=== Begin Enclosure ===
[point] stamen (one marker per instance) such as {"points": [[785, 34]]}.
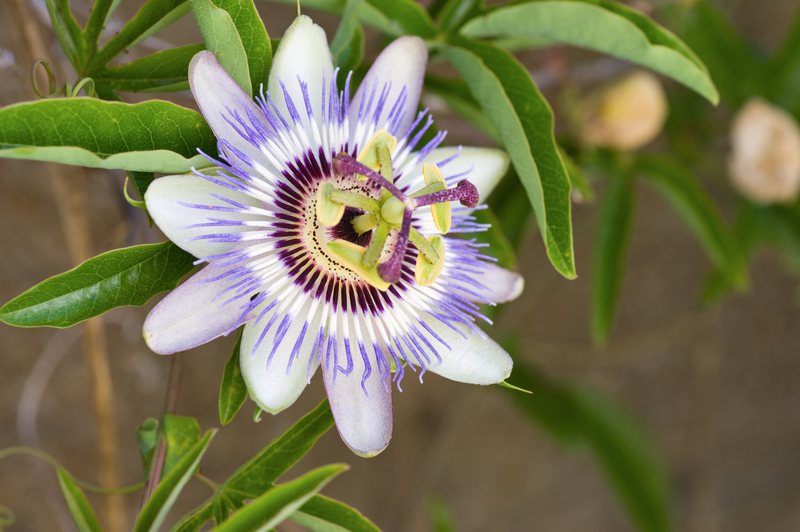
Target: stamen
{"points": [[465, 192]]}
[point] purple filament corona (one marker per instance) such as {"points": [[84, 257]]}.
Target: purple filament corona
{"points": [[278, 272]]}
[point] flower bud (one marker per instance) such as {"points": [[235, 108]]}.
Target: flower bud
{"points": [[764, 165], [626, 115]]}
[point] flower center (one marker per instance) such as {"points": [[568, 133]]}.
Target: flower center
{"points": [[361, 225]]}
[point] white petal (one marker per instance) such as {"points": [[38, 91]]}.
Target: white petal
{"points": [[270, 385], [499, 285], [476, 359], [402, 64], [189, 316], [483, 167], [218, 95], [364, 420], [164, 199], [303, 52]]}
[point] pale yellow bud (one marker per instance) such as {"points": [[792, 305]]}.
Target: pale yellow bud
{"points": [[764, 165], [626, 115]]}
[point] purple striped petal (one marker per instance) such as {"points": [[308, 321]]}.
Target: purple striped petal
{"points": [[190, 315], [473, 357], [219, 97], [303, 54], [364, 420], [178, 203], [402, 64], [276, 375]]}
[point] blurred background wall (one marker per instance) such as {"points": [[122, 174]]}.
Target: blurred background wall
{"points": [[716, 388]]}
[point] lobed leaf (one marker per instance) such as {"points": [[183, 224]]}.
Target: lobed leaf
{"points": [[153, 136], [524, 121], [730, 62], [260, 472], [233, 390], [600, 25], [678, 187], [156, 508], [159, 72], [611, 247], [82, 513], [128, 276], [279, 502], [221, 36], [321, 514], [151, 17]]}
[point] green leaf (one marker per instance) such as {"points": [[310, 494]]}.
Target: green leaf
{"points": [[346, 33], [524, 121], [260, 472], [156, 508], [577, 179], [751, 226], [68, 32], [499, 246], [731, 64], [604, 26], [678, 187], [611, 247], [153, 16], [79, 506], [159, 72], [459, 99], [153, 136], [578, 416], [441, 516], [147, 436], [408, 15], [128, 276], [220, 23], [321, 514], [233, 390], [182, 434], [254, 37], [457, 12], [98, 19], [279, 502]]}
=== End Enclosure ===
WORK REQUIRED: Would you copy, unchanged, the stretch of the records above that begins at the line containing "[point] purple filament" and ends at the line containing "[point] lobed leaf", and only that?

OUTPUT:
[point] purple filament corona (one marker per instance) such as {"points": [[84, 257]]}.
Target: purple filament corona
{"points": [[278, 272]]}
[point] flower bud (one marker per instance) such as {"points": [[235, 108]]}.
Target: flower bud
{"points": [[764, 165], [626, 115]]}
[point] flower center (one marker per instance) such as {"points": [[568, 133]]}.
Target: flower center
{"points": [[361, 225]]}
[point] white petal (one marker per instance) such as {"points": [[38, 91]]}.
Target: white petal
{"points": [[270, 385], [499, 285], [476, 359], [402, 64], [189, 316], [483, 167], [218, 95], [364, 420], [164, 199], [303, 52]]}
[point] pale yellow bud (one marker per instance) such as {"points": [[792, 305]]}.
Target: pale yellow bud
{"points": [[764, 165], [626, 115]]}
[point] purple striped petal (one marker per instance) such as {"points": [[308, 321]]}.
Target: purple striped petal
{"points": [[190, 315], [473, 357], [219, 97], [303, 54], [364, 420], [178, 203], [402, 64], [276, 375]]}
[point] blurred background wall (one marker per instance) such as {"points": [[122, 174]]}.
Target: blurred background wall
{"points": [[716, 388]]}
[point] lobed leaf (one marker per instance) such as {"points": [[183, 224]]}.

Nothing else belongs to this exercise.